#### [Alıntılanan Metin]
——

Mehmet TIRAŞ
Bir meleği daha öldürdüler faili veya failleri bulunacak mı?
Türkiye’nin aydınlatılmayan 17 bin faili(belli) meçhul cinayeti var.
Faili meçhul cinayetlerin Tarihi Cumhuriyetle başlayan, yetmişli yıllara dayanan seksenli yıllarda sağ-sol terörü ile zirve yaparken…
Doksanlı yıllarda düşük yoğunluklu savaş diye adlandırılan PKK ile çatışmalar ülkenin Kürt coğrafyasına yerleşti.
Kürt bölgesinde silahlı çatışmalar sürerken ,kireç kuyularından insan cesetlerinin çıkartıldığı, yollarda ve viyadükler altında öldürülmüş insan cesetlerinin toplandığı ve gözaltında kaybedilen insanların akıbetleri de bilinmez oldu.
Faili meçhul cinayetler tam 1010 haftadır İstanbul Galatasaray lisesinin önünde Cumartesi günleri toplanan; adı da” Cumartesi Anneleri” olarak bilinen yakınlarını arayan insanlar soğuk -sıcak, kar boran demeden bütün baskılara ve şiddete rağmen mücadelelerini sürdürüyorlar.

——

#### [Çıkarılan Malzeme]
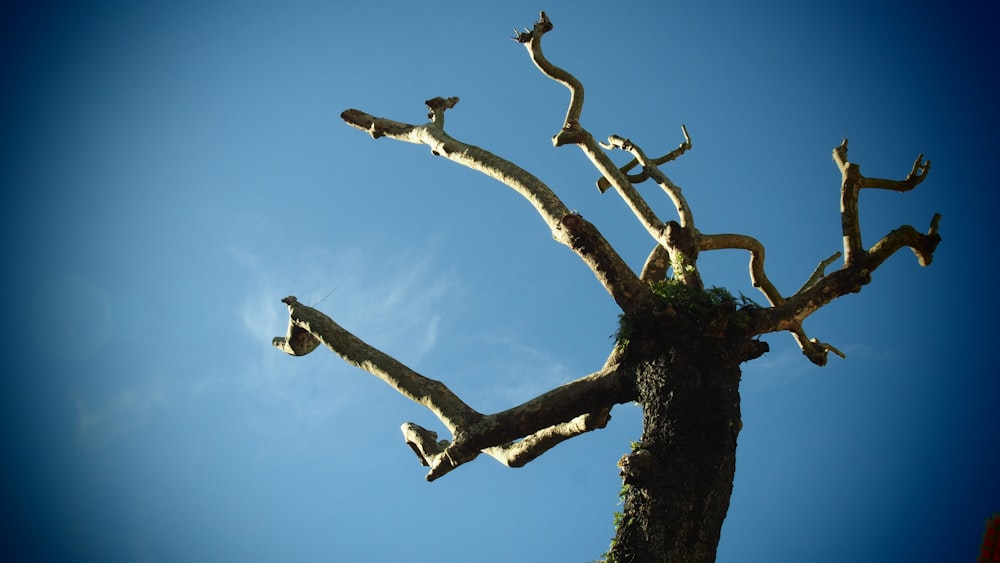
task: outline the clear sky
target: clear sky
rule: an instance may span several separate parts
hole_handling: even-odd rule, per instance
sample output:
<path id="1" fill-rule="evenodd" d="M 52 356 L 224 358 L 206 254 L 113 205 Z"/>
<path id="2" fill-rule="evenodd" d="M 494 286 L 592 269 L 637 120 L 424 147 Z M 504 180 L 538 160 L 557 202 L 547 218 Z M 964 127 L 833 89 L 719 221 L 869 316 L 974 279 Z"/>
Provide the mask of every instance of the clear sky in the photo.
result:
<path id="1" fill-rule="evenodd" d="M 522 469 L 434 483 L 402 441 L 443 430 L 374 377 L 271 348 L 296 295 L 472 406 L 598 369 L 618 311 L 503 185 L 374 141 L 459 96 L 455 137 L 520 163 L 635 267 L 652 241 L 574 147 L 567 94 L 509 38 L 545 9 L 583 124 L 649 153 L 705 232 L 768 250 L 794 292 L 840 249 L 831 150 L 871 176 L 865 242 L 943 214 L 744 366 L 720 562 L 971 561 L 1000 510 L 995 15 L 986 2 L 67 2 L 0 12 L 7 367 L 0 549 L 22 561 L 590 561 L 634 406 Z M 880 4 L 882 7 L 872 7 Z M 815 7 L 807 7 L 815 6 Z M 616 155 L 620 159 L 620 155 Z M 648 199 L 664 218 L 669 202 Z M 707 283 L 754 293 L 747 257 Z"/>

——

#### [Yapılacak İş]
Faili meçhul cinayetlerle ilgili metne göre aşağıdaki ifadelerin her biri için evet ya da hayır deyin ve kararı belirleyen sözcükleri metinden değiştirmeden alıntılayın. 1. Türkiye'de aydınlatılmamış 17 bin faili meçhul cinayet bulunmaktadır. 2. Cumartesi Anneleri Ankara'da toplanmaktadır. 3. Faili meçhul cinayetler doksanlı yıllarda zirve yapmıştır. Satırlar başka bir kaynaktan alınmıştır.

#### [Tam Yanıt]
1. Evet: “Türkiye’nin aydınlatılmayan 17 bin faili(belli) meçhul cinayeti var.”
2. Hayır: “İstanbul Galatasaray lisesinin önünde Cumartesi günleri toplanan”
3. Hayır: “seksenli yıllarda sağ-sol terörü ile zirve yaparken”